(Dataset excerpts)
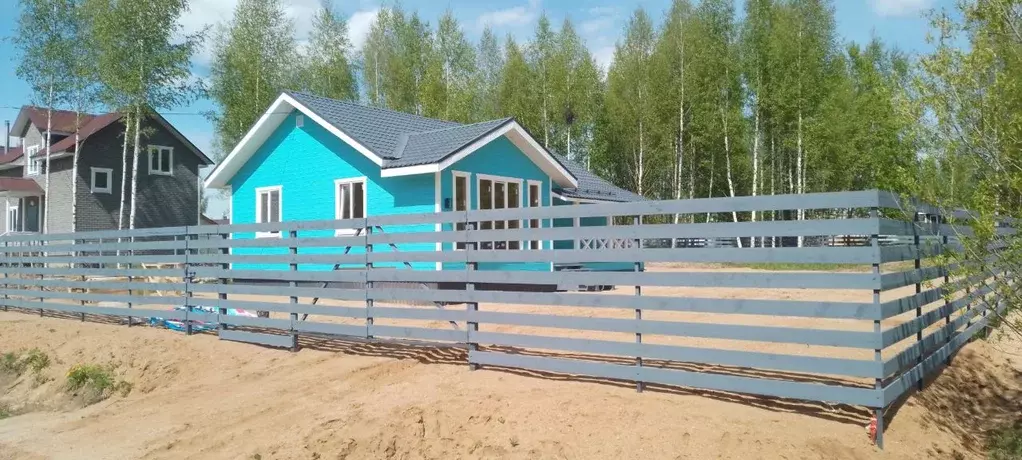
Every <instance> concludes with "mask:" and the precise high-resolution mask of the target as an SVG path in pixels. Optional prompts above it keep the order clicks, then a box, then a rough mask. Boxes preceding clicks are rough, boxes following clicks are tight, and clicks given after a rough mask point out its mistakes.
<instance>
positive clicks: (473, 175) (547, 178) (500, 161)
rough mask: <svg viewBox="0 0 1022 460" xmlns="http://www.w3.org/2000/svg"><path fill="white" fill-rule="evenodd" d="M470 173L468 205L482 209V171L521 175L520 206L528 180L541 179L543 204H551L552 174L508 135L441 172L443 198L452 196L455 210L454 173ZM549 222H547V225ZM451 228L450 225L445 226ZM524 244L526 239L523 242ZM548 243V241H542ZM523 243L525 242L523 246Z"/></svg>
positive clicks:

_WORK INSTRUCTION:_ Return all records verbatim and drop the pictures.

_SOLUTION TO THIS PROBLEM:_
Every <instance> concludes with "mask:" and the precise high-resolution mask of the target as an SVG path in pixels. Optional prompts above it keep the order clicks, then a box, then a rough mask. Boxes preceding clicks are rough, boxes following clicks are tight, and clicks given after a rough mask point out its mistakes.
<instance>
positive clicks: (473, 175) (547, 178) (500, 161)
rough mask: <svg viewBox="0 0 1022 460" xmlns="http://www.w3.org/2000/svg"><path fill="white" fill-rule="evenodd" d="M470 173L468 205L482 209V171L521 175L520 206L528 180L541 179L543 204H551L552 174L508 135L441 172L443 198L452 196L455 210L454 173ZM549 222H547V225ZM451 228L450 225L445 226ZM524 244L526 239L523 242ZM548 243V241H542ZM523 243L525 242L523 246Z"/></svg>
positive clicks:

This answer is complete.